Give every line below again, exactly.

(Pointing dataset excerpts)
[Start]

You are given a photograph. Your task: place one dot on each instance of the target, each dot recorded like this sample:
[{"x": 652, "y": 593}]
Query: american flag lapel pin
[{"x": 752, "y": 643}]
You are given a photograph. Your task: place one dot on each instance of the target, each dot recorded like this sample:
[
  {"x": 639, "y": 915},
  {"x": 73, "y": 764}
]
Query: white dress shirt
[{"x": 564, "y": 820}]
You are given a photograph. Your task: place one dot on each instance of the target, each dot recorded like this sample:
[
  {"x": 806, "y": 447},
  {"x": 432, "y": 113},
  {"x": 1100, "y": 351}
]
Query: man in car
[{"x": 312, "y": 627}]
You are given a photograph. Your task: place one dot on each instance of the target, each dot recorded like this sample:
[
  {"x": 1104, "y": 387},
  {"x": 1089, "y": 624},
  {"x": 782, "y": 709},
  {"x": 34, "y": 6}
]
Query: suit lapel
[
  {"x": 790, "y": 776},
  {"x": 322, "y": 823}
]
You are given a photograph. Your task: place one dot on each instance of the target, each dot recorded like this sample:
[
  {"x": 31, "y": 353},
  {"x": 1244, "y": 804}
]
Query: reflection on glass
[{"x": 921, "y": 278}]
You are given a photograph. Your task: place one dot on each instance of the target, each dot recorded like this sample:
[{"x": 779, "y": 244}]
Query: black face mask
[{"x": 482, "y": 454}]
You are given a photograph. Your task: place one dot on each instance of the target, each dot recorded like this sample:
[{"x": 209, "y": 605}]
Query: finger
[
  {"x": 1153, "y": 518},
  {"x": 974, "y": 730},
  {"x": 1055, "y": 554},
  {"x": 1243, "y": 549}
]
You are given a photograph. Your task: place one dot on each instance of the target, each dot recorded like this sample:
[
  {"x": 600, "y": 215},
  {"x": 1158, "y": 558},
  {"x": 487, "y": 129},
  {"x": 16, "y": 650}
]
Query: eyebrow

[End]

(Response to this exercise)
You are given a photograph. Your task: place one dot on each instance of the target, each dot recorded like this sample:
[{"x": 652, "y": 593}]
Query: american flag lapel pin
[{"x": 752, "y": 643}]
You are given a photograph. Your task: place one dot on each instance of the target, each dot recorded like this sample:
[
  {"x": 639, "y": 915},
  {"x": 73, "y": 764}
]
Query: white dress shirt
[{"x": 564, "y": 820}]
You are given a photograph. Your task: place one dot on each instance of the target, each dot recorded like this sample:
[
  {"x": 806, "y": 447},
  {"x": 432, "y": 113},
  {"x": 1100, "y": 351}
]
Query: man in car
[{"x": 312, "y": 627}]
You are given a photograph. Your task: place one dot on each instance of the target, each dot recorded like this sample:
[
  {"x": 1104, "y": 387},
  {"x": 1089, "y": 624},
  {"x": 782, "y": 709},
  {"x": 34, "y": 6}
]
Query: suit lapel
[
  {"x": 790, "y": 776},
  {"x": 322, "y": 823}
]
You are given a photograph. Your task: place one dot on each instance of the target, each dot recorded like this sample:
[
  {"x": 31, "y": 353},
  {"x": 1244, "y": 804}
]
Query: reflection on glass
[{"x": 921, "y": 278}]
You are given a photograph. Your task: place one dot on each instance of the target, each dot recorded like this sample:
[{"x": 779, "y": 244}]
Query: black face mask
[{"x": 482, "y": 454}]
You are given a photograph. Your task: place one dot on each instance of the target, each dot recorded like this sample:
[{"x": 209, "y": 605}]
Query: finger
[
  {"x": 1153, "y": 518},
  {"x": 974, "y": 730},
  {"x": 1055, "y": 554},
  {"x": 1243, "y": 549}
]
You are given a photograph. Your task: place one dot on each instance of the target, each dot recorded like this sample:
[
  {"x": 600, "y": 215},
  {"x": 1158, "y": 558},
  {"x": 487, "y": 129},
  {"x": 16, "y": 650}
]
Query: eyebrow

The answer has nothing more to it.